- [ACTIONS TO TAKE]:
A) In the forum thread on metric involute gear cutter calculations, list each quantity that the GEARSPUR program output gives in millimeters, with its millimeter value.
B) Write the next part of the forum thread on metric involute gear cutter calculations, picking up after its final line.

- [TEXT EXCERPT]:
============================================================
# Involute gear cutter calculations in Metric



## DaveRC (Jan 1, 2011)

Another gear cutting question.

I need to make a couple of small timing gears, a 60 tooth and a 40 tooth. I need to calculate the outside diameter of the gear blank and how deep do I need to cut..

Now, I have found a thread on here that explains all this in great detail and I understand what needs to happen, only thing I can't find the way of calculating this in Metric..!

I have 2 involute gear cutters, both in 0.5 Module, one cutter number 4, 26T to 34T and the other number 2, 55T to 135, so I thing (hope) I got the right ones, now just need to work out the size of the blank and how deep to cut.

Dave


----------



## mklotz (Jan 1, 2011)

I ran a 60 tooth, 0.5 module gear through my GEARSPUR program and got the following. Check the numbers for sensibility and, if they look OK, download the program and run the other gear data through it.


<C:\DOCUME~1\HP_ADM~1\Desktop\MWK> gearspur
_mperial or (M)etric units?

Enter whatever data you know. Enter zero (0) for unknowns.
You must enter two data items to obtain an answer.

OD of gear [2.35 mm] ? 0
Number of teeth [45] ? 60
Diametral Pitch [20] ? 0
Module [0.7874] ? .5

Diametral Pitch = 50.8000
Module = 0.5000
Number of teeth = 60
Outside Diameter = 1.2205 in = 31.0000 mm
Pitch Diameter = 1.1811 in = 30.0000 mm
Addendum = 0.0197 in = 0.5000 mm
Dedendum = 0.0228 in = 0.5785 mm
Whole Depth = 0.0425 in = 1.0785 mm
Circular Pitch = 0.0618 in = 1.5708 mm
Tooth Thickness = 0.0297 in = 0.7540 mm

B & S cutter number used to cut this gear = 2_


----------



## DaveRC (Jan 1, 2011)

Brilliant, just the answer I was looking for, now downloaded onto the laptop.

Thanks again,

Dave


----------



## mklotz (Jan 1, 2011)

Great. Well, that's my good deed for this year done.


----------



## DaveRC (Jan 1, 2011)

Yep, good deed done indeed... :bow:

And sorry just one more question that I forgot to include in the original question.

Two gears next to each other, how do you work out the distance between centers..? I am guessing you use the pitch diameter, in this case 30mm for the 60 tooth one and 30 tooth gear that according to the downloaded tool has an OD of 16 and pitch dia of 15mm the distance between the two centres of these two gears together would be 22.5mm ???

Dave


----------



## djc (Jan 1, 2011)

You are correct.

A very useful quick reference page is here:

http://www.engineersedge.com/gear_formula.htm

The absolute best reference on this stuff for HSM-types is Ivan Law's 'Gears and Gearcutting'.

Could I be terribly rude here and butt in and ask Marv. a question?
============================================================
- [DATASET EXCERPTS]:
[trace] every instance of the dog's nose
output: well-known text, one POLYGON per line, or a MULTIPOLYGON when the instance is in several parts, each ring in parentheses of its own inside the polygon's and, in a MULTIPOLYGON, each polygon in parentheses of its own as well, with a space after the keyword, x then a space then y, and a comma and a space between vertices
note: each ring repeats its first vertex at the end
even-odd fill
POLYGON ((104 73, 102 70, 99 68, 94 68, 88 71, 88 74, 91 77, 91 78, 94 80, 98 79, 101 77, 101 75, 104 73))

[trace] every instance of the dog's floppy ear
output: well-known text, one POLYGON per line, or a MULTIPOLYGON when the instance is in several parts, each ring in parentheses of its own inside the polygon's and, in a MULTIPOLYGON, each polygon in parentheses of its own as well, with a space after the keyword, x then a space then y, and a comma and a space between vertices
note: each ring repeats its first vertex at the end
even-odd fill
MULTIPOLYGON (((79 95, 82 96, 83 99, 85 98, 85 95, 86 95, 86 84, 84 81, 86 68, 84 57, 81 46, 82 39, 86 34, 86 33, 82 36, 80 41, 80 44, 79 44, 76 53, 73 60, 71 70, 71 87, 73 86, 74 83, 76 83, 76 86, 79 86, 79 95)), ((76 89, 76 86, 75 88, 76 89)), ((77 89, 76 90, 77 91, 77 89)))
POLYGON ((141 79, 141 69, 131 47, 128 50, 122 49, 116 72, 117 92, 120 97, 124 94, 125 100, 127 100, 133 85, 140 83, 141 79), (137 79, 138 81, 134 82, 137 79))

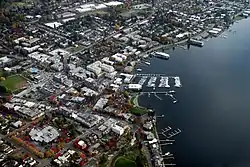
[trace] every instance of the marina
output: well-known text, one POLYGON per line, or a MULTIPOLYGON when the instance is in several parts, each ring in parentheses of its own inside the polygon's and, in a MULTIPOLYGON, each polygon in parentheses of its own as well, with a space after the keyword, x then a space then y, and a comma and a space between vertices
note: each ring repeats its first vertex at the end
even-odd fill
POLYGON ((165 153, 164 155, 162 155, 162 157, 166 157, 166 156, 168 156, 168 157, 172 157, 172 156, 173 156, 173 154, 171 154, 170 152, 167 152, 167 153, 165 153))
POLYGON ((156 80, 157 80, 157 77, 151 77, 148 81, 147 87, 155 87, 156 80))
POLYGON ((181 133, 181 130, 180 130, 180 129, 174 130, 173 132, 170 132, 170 133, 168 134, 167 138, 174 137, 174 136, 176 136, 176 135, 178 135, 178 134, 180 134, 180 133, 181 133))
POLYGON ((180 88, 180 87, 182 87, 182 85, 181 85, 181 81, 180 81, 180 77, 174 77, 174 79, 175 79, 175 87, 177 87, 177 88, 180 88))
POLYGON ((153 57, 157 57, 157 58, 165 59, 165 60, 169 59, 170 57, 169 54, 164 53, 164 52, 152 52, 150 55, 153 57))
POLYGON ((203 42, 203 41, 200 41, 200 40, 196 40, 196 39, 190 39, 190 40, 188 41, 188 44, 194 45, 194 46, 203 47, 204 42, 203 42))
POLYGON ((146 82, 147 78, 148 78, 148 77, 143 76, 143 77, 140 79, 140 81, 138 82, 138 84, 141 85, 141 86, 144 85, 144 83, 146 82))
POLYGON ((168 77, 161 77, 158 87, 170 88, 170 85, 168 84, 168 77))

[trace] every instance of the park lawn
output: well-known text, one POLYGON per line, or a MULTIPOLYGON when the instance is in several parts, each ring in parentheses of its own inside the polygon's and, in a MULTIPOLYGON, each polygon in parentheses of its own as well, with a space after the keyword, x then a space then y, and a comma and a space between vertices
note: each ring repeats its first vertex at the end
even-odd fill
POLYGON ((5 86, 11 91, 15 91, 23 87, 23 84, 26 83, 26 79, 21 77, 20 75, 9 76, 6 80, 1 81, 0 85, 5 86))
POLYGON ((143 114, 147 114, 148 110, 142 107, 133 107, 130 109, 130 112, 135 115, 143 115, 143 114))
POLYGON ((115 167, 136 167, 136 163, 125 157, 119 157, 115 162, 115 167))

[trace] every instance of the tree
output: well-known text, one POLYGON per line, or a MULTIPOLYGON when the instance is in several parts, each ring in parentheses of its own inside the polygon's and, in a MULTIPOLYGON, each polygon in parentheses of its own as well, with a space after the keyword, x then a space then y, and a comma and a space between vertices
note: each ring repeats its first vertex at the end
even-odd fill
POLYGON ((44 153, 44 156, 45 156, 45 158, 50 158, 50 157, 52 157, 52 152, 49 150, 49 151, 46 151, 45 153, 44 153))
POLYGON ((108 156, 106 154, 102 154, 102 156, 100 157, 100 164, 104 164, 108 161, 108 156))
============================================================
- [ANSWERS TO EACH TASK]:
A)
- Outside Diameter: 31.0000 mm
- Pitch Diameter: 30.0000 mm
- Addendum: 0.5000 mm
- Dedendum: 0.5785 mm
- Whole Depth: 1.0785 mm
- Circular Pitch: 1.5708 mm
- Tooth Thickness: 0.7540 mm

B)
I have seen somewhere in a book I have how the range for each of the eight B&S cutters is calculated. But can I remember which book it is? Or do I remember enough of my high school maths to work it out? Unfortunately no to both.

I think it has to do with summing a (geometric? arithmetic?) series from 12 (minimum teeth used for cutter) to infinity and then distributing it somehow eight ways.

This is pure speculation, and I could well be talking nonsense but I wonder if it has anything to do with relationship between the radius of curvature of the involute and the number of teeth? For a small tooth count, it's a small roc and hence its inverse is quite big; for a large tooth count, it's a huge roc and its inverse is very small. If you sum the inverses of the roc for 12 & 13 (two gears), it comes to a fixed quantity. For large tooth numbers, you will need a lot more than two gears to get the same sum.

Can our resident professor shed any light? Or our resident psychic tell me which book it's in?

Many thanks.


----------



## mklotz (Jan 1, 2011)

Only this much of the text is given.